| DATA SHOWN |
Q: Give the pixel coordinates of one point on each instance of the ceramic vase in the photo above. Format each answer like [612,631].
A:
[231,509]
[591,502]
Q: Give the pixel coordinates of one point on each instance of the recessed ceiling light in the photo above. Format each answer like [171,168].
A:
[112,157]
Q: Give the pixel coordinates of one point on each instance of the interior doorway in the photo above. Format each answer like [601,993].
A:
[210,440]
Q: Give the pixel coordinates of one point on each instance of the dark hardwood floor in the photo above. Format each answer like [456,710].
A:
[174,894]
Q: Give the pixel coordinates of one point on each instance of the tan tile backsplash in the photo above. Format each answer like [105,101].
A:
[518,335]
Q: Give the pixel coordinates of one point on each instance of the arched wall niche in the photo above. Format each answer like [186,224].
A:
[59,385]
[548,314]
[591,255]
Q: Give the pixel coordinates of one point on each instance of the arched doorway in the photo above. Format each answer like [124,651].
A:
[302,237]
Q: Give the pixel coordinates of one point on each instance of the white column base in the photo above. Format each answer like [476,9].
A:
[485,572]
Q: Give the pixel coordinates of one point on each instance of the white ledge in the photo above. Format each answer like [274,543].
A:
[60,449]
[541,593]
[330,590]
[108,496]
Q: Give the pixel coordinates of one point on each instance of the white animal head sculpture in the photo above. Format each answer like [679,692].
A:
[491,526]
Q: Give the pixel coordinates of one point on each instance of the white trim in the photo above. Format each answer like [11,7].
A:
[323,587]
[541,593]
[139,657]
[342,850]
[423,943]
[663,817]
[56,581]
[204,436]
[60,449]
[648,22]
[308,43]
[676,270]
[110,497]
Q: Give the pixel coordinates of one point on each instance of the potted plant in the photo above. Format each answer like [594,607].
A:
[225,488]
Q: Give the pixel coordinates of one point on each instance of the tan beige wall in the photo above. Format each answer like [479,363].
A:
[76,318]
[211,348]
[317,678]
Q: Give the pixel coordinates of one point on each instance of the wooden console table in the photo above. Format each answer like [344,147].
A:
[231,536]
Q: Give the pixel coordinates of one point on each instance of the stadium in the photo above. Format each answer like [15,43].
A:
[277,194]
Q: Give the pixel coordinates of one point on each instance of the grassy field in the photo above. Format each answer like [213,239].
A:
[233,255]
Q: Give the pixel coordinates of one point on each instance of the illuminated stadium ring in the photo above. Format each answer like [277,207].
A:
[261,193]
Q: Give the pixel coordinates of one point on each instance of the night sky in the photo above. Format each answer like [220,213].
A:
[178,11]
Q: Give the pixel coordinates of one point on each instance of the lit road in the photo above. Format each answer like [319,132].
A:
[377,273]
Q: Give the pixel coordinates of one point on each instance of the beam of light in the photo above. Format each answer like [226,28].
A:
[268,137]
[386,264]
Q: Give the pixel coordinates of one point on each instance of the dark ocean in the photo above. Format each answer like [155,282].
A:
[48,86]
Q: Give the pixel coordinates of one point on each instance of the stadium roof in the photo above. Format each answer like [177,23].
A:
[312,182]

| INSTRUCTION |
Reproduce all of the lines above word for word, leaving nothing out and changing nothing.

| RESPONSE TO THE EXERCISE |
Q: Give the pixel coordinates of one point on each instance of the ceramic vase in the photo above. Format each answer like [612,631].
A:
[231,509]
[591,502]
Q: Give the pixel coordinates of one point on each instance of the recessed ceiling light in the photo above. Format each answer like [171,168].
A:
[112,157]
Q: Give the pixel coordinates of one point on each instance of the interior doorway in the photo above. Format each answer like [601,993].
A:
[210,440]
Q: Give the pixel coordinates of one point on each instance of the dark hardwood floor in the photo above. Format each answer like [456,710].
A:
[174,894]
Q: Give the pixel coordinates of one point on each instance of the tan tile backsplash in the photo above. Format each answer like [105,101].
A:
[518,335]
Q: Give the pixel coordinates of one point on each instance of the arched wall niche in the photo above. Format each answer like [186,224].
A:
[59,385]
[548,314]
[591,255]
Q: Give the pixel coordinates of one point on each instance of the arched doorway in the photo above. Format each answer like [124,651].
A:
[302,237]
Q: Give the pixel coordinates of one point on each instance of the white column base in the photo above. Format each answer like [476,9].
A:
[485,572]
Q: Give the pixel coordinates of one point on each instance of the white ledge in the photo above. Format each answer like [274,543].
A:
[60,449]
[541,593]
[330,590]
[108,496]
Q: Give the pixel coordinates of one point on each instance of the white animal head sculpture in the photo above. Format each answer like [679,692].
A:
[491,526]
Q: Give the pixel coordinates of one point on each instance of the white trim in the photo above. Format each answer like [11,7].
A:
[323,587]
[541,593]
[139,657]
[342,850]
[423,943]
[663,817]
[56,581]
[204,436]
[60,449]
[648,22]
[308,43]
[676,270]
[110,497]
Q: Give the pixel coordinates of one point on each instance of the potted plant in the photo above. Format each answer like [594,607].
A:
[225,488]
Q: Give the pixel coordinates of one point on each instance of the tan beige wall in the photo above. Format each answer like [479,363].
A:
[76,318]
[211,348]
[317,678]
Q: Give the pixel coordinates of one point on each instance of the wooden console table in the photo above. Format each answer like [344,147].
A:
[231,536]
Q: Give the pixel coordinates of one point on each instance of the stadium in the photo above. Format each answer like [15,43].
A:
[277,194]
Q: Give the pixel coordinates of one point on each instance of the grassy field in the photo above. Format each answer like [213,239].
A:
[233,255]
Q: Give the pixel coordinates of one point on each instance of the illuminated stadium ring in the photo above. Format each answer like [277,207].
A:
[261,193]
Q: Give the pixel coordinates of one point on each instance of the night sky in the photo above. Format each answer like [220,213].
A:
[178,11]
Q: Give the pixel coordinates of one point on each instance of the lit road in the photo above. Format each answer like [319,132].
A:
[377,273]
Q: Give the pixel coordinates of one point on each instance of the beam of light in the photo above. Format each answer like [226,28].
A:
[268,137]
[386,264]
Q: Give the pixel coordinates of one point on each instance of the dark ocean in the photo above. Format each answer like [155,282].
A:
[48,86]
Q: Give the pixel coordinates of one point on each instance of the stadium roof in the photo above. Format each answer like [177,23].
A:
[312,182]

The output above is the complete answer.